→ **TASK PROMPT**: Rewrite the material below, replacing every occurrence of "Target" with "Label" and leaving all other text as it is.

start

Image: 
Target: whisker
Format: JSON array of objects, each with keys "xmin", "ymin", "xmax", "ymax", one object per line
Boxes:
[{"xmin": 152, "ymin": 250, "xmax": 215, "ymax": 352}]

end

→ **RESPONSE FOR THIS EXERCISE**:
Image: 
Label: whisker
Format: JSON array of objects, each with keys "xmin", "ymin", "xmax", "ymax", one object per line
Boxes:
[{"xmin": 152, "ymin": 250, "xmax": 215, "ymax": 352}]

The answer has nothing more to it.